Task description:
Pictures are to be omitted, and every entry below is to be restated exactly.

Given data:
- - - -
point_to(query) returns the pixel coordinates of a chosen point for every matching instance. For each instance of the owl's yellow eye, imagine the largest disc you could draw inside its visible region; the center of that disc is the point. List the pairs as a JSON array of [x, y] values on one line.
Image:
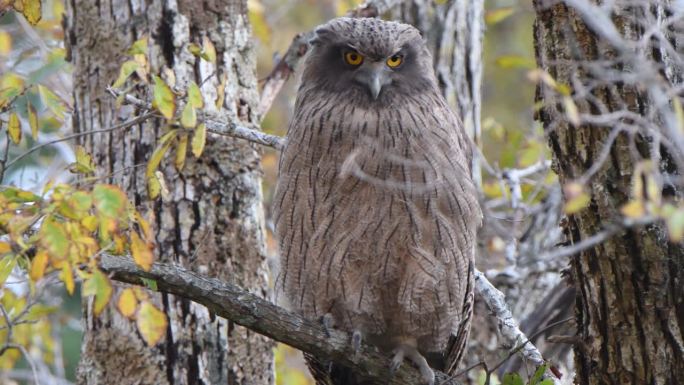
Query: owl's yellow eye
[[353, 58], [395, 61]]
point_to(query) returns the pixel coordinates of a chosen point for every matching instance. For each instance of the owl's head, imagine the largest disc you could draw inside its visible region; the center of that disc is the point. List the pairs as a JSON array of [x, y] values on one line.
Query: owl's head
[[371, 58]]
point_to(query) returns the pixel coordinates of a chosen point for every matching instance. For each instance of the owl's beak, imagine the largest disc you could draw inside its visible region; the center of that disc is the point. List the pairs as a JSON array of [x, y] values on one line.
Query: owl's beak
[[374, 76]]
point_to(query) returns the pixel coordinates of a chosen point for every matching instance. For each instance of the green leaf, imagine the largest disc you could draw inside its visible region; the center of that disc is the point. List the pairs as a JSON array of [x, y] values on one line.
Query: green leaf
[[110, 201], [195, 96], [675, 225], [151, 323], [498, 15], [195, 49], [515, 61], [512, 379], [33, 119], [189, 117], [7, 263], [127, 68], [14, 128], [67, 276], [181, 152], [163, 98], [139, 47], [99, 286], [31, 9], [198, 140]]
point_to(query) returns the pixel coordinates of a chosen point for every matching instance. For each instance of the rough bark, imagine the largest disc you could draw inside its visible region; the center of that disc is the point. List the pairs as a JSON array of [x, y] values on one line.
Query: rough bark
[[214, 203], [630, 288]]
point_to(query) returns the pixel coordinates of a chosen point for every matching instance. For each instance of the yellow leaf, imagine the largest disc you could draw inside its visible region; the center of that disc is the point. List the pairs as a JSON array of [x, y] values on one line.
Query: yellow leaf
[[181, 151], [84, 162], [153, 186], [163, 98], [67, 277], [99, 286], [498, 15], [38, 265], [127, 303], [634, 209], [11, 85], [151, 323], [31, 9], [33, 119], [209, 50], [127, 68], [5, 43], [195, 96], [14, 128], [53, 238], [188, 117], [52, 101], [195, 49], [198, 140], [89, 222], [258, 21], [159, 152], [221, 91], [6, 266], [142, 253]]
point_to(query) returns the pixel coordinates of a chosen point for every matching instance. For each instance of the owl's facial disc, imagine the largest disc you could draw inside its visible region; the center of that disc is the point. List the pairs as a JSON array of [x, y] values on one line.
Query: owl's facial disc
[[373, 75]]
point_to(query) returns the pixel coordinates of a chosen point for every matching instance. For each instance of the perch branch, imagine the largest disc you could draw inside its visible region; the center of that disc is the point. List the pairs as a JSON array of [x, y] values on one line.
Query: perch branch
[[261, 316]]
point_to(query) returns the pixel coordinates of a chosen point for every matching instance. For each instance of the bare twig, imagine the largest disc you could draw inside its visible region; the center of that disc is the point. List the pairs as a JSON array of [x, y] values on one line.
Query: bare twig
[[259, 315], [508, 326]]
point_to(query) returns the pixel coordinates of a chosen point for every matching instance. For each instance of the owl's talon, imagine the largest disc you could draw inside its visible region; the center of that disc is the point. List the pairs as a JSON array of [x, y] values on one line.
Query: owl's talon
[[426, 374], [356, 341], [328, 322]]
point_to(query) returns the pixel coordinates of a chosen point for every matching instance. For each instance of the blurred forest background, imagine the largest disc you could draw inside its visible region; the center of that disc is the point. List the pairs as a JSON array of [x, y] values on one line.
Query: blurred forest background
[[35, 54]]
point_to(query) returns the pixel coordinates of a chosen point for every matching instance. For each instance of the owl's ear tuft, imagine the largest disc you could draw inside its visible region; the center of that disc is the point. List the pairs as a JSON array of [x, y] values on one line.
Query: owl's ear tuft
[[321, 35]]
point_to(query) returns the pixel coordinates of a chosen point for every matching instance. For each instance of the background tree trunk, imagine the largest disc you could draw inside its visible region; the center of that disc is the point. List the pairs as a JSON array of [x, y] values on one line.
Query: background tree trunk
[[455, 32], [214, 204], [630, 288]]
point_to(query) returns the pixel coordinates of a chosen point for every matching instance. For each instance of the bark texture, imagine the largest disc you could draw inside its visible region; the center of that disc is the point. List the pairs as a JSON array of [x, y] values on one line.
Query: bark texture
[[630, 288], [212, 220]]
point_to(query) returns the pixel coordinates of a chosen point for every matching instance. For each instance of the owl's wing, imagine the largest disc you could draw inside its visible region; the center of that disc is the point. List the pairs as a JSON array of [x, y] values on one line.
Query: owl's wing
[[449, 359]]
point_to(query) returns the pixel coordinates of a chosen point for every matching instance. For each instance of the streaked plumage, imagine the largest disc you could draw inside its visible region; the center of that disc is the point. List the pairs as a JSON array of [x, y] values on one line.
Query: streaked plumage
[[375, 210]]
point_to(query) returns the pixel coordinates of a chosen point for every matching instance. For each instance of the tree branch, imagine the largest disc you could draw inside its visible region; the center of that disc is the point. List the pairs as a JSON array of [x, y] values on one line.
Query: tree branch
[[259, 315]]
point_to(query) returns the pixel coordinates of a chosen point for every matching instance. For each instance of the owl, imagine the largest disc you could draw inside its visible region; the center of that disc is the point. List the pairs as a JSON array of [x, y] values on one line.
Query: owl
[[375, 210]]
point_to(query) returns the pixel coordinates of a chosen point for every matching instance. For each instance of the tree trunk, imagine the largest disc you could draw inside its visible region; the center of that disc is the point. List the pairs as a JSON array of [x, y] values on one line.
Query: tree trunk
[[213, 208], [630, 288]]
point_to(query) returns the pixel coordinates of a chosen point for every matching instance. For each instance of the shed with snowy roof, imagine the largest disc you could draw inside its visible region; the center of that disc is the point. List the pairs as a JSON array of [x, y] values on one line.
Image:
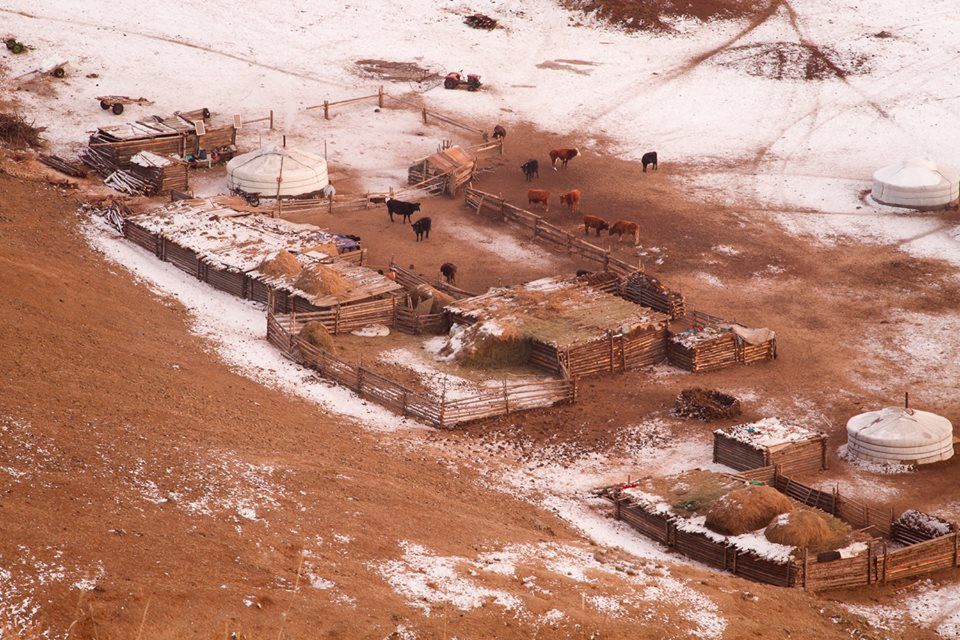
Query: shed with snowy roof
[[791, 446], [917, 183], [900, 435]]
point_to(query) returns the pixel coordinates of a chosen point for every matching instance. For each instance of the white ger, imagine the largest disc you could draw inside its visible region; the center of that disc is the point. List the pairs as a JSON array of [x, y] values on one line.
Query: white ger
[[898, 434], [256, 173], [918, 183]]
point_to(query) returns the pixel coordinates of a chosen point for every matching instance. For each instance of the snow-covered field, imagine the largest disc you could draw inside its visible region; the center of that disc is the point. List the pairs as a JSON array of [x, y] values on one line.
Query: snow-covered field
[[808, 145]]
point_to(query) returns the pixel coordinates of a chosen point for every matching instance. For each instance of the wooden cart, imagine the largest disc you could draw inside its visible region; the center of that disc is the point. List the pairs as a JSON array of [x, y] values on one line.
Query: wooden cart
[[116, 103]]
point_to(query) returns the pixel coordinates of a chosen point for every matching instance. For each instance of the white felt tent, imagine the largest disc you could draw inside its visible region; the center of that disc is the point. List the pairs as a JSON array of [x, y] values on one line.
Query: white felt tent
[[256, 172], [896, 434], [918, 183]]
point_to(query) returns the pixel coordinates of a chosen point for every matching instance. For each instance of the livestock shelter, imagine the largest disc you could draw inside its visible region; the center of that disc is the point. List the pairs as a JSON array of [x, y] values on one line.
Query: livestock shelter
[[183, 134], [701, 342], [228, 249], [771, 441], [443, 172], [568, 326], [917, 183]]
- - - -
Problem solution:
point_to(query) returns the pixel coordinates of a chosen point for every matching instance. For each instance of the owl's yellow eye, imagine the largest disc you could draw inside its visible region; the center of that disc is the point. List the pairs as a JSON array of [x, y] values on one line.
Image:
Query: owl's yellow eye
[[353, 58], [395, 61]]
point_to(query) returns the pixel coordinates of a chosen point for every matching instance. For each instance of the owl's head, imagine the largest disc you could draw inside its visible region; the center of that disc is the point. List the pairs as a JSON array of [x, y] values on one line.
Query: owl's head
[[371, 58]]
point_to(query) returns the pixel coordinates of a chosen point for every matching instance. For each instance of the owl's beak, imagine the largest disc you could draw inside its visible region; the center of that disc is the point. List the pairs as a JSON array of [x, y] values on one line.
Query: owl's beak
[[374, 76]]
point_to(query) returns the pixel coordinates of a chosen point for every matching instance. For each instance of the green leaf, imagine the largest disc you could draw inside its visible region; the center of that disc is the point. List the pairs as a JSON array of [x, y] values on one line.
Query: green leaf
[[110, 201], [195, 96], [675, 225], [151, 323], [498, 15], [195, 49], [515, 61], [512, 379], [33, 119], [189, 117], [7, 263], [127, 68], [14, 128], [67, 276], [181, 152], [163, 98], [139, 47], [99, 286], [31, 9], [198, 140]]
point_to(query) returns the pixel coordinates of a chosen point for every matching instance. For each instance of the rough bark, imagine the largest disc you could draw inside its visible region; the center of that disc is the point. List the pairs as a JSON array of [x, y] values on one line.
Query: rough bark
[[214, 203], [630, 288]]
point_to(query) returns the pixel coordinates of a chosen point for every matching instance. For each instance of the yellow leaf, imagine the largest disc you could draw inside its visible region; the center of that disc is the point. List the pairs as a JSON array of [x, y] values on one line.
Query: yellow leaf
[[181, 151], [84, 162], [153, 186], [163, 98], [67, 277], [99, 286], [498, 15], [38, 265], [127, 303], [634, 209], [11, 85], [151, 323], [31, 9], [33, 119], [209, 50], [127, 68], [5, 43], [195, 96], [14, 128], [53, 238], [188, 117], [52, 101], [195, 49], [198, 140], [89, 222], [258, 21], [159, 152], [221, 91], [6, 266], [142, 253]]
point_to(query) returns the pixel coordinates of a chosen point for every matching instance. For each instance of the owl's facial disc, imagine the largest disc you could draw inside its visible region; the center of that disc is the point. List the pairs as a JSON array of [x, y] values on one line.
Query: owl's facial disc
[[373, 75]]
point_to(query) returns the pixel coordinates of a chosen point for every matching instance. For each instance of the perch branch, imagine the largest disc you could draw inside its visible region; the center of that disc is the point. List the pairs as a JSON array of [x, y] values on one line.
Query: perch branch
[[261, 316]]
point_to(query) returns the pixel coordinates of a chosen point for every matching instance. For each instance of the bare twig, imagine the largest disc you could draw inside its visible region; the center of that disc is the point. List the pairs as a JSON array of [x, y] values on one line.
Query: bare twig
[[259, 315], [508, 326]]
point_to(query) returns the pixel coordinates of a chosen point for every matching instance. For each instance of the owl's talon, imagine the largest disc you could draw inside its visible region; the center of that disc is the point. List the pairs as a JSON array of [x, y] values on one line.
Query: owl's talon
[[426, 374], [356, 341], [328, 322]]
point_to(query) returns the pixel coordinates of a chosen point for every matching instance. For each instance of the blurred forest background, imagine the largest disc you could draw inside its visible region; the center of that disc is the point. List the pairs as a JSON array of [x, y] values on one line.
Query: blurred forest background
[[35, 54]]
point_to(query) returns the pixel coordinates of a chosen point for every matching instance. For each instance of the owl's ear tuft, imagine the largest disc you could draw inside its visible region; the center of that disc is the point. List the pairs as a JSON array of [x, y] values on one line.
Query: owl's ear tuft
[[321, 35]]
point_to(query) returns the pixel coordinates of a chosen point for every matching instance. For each instance of the background tree trunk, imagine the largest disc you could draw inside its visible region; the center of that disc is the point. List the pairs as a JSON array of [x, y] values on one line.
Query: background tree trunk
[[455, 32], [214, 204], [630, 288]]
point_to(query) returns the pixel coordinates of a chosen point for every matching instance. For each instance of the bark texture, imagine the largest disc you could draw inside its visible region; the center of that disc is the point. List the pairs as a JSON array of [x, y] values on one line.
Query: bark texture
[[630, 288], [212, 220]]
point_to(query) returns the pixel coordinates of a chosen point for every matching instance. For each instance of the owl's wing, imagine the largest disc you could draw inside its visible region; the center of that disc is the point. List the pairs as a JSON array of [x, y] values on one line.
Query: owl's wing
[[449, 359]]
point_to(query) returns the pixel coordinates of a chosen point for every matching instance. For each instance of the streaked plumage, imagine the largest disc you could draw inside its visible region; the center of that disc is the point. List the pairs as a JSON array of [x, y] values on one line.
Query: streaked plumage
[[375, 210]]
point_to(query) returns the pixel coordinates of a chosen point for every matching instance. For each instance of the tree branch, imagine the largest disc you could draw inside its visible region; the center of that disc is the point. List the pairs as a JSON array of [x, y] values on one line.
Query: tree branch
[[259, 315]]
point_to(query) returns the pixel coordinates of a chosen point for every matching instance. For each instance of the owl, imagine the largest disc you could draw inside its visible region; the center of that disc is the point. List the pairs as a JSON array of [x, y] values on one line.
Query: owl
[[375, 210]]
point_to(query) returns the pixel coordinates of a chosen point for every matching instance. For each instance of the tree trunk, imagine the largest disc you could draw inside its visible region; the center of that disc is the point. List the pairs as a JSON array of [x, y] values on one line.
Query: tree trunk
[[213, 208], [630, 288]]
point_to(query) returns the pixel coordinates of a chosen point for every matching instance. For each instance of the shed with snowy roof, imagine the largest disc you could draw inside its visible region; the center of that disc is the point. List the pairs as a JSON array of [x, y] values on one line.
Image:
Query: shed with snowy roof
[[791, 446], [917, 183], [900, 435]]
point_to(query) returns the pixel coordinates of a chosen point for every matching instance. For each instance of the white ger, imagine the largest disc you could draw inside its visible region; the center of that disc is the point. List the pairs as a JSON array of [x, y] values on one line.
Query: white ger
[[898, 434], [256, 173], [918, 183]]
point_to(query) returns the pixel coordinates of a chosen point for every matching instance. For each instance of the snow-covered field, imagine the largest disc you could draw inside its visible region; the center of that disc is the point. List the pairs as a JSON array of [x, y] values on one line.
Query: snow-covered field
[[808, 145]]
point_to(query) returns the pixel coordinates of a chosen point for every matching instance. For each instance of the wooden cart, imagine the largest disc you could draw inside its visible region; the center of that disc is the point. List the pairs as a JSON array of [x, y] values on one line.
Query: wooden cart
[[116, 103]]
point_to(query) returns the pixel coordinates of a chosen point for every matching instance. For each instance of the white felt tent, imagine the largest disc you could draw inside its visible region; the center of that disc is the point. List the pairs as a JSON array of [x, y] values on one line.
Query: white felt tent
[[256, 172], [896, 434], [918, 183]]
point_to(query) returns the pixel coordinates of a chosen point for every matching instance. For each instance of the livestock shelter, imagine the largest disc you could draw inside its visible region; the center of that disc is the point. List the pairs as a JSON array of [x, y] values on one line.
Query: livestock shelter
[[183, 134], [701, 342], [228, 249], [771, 441], [443, 172], [568, 326], [917, 183]]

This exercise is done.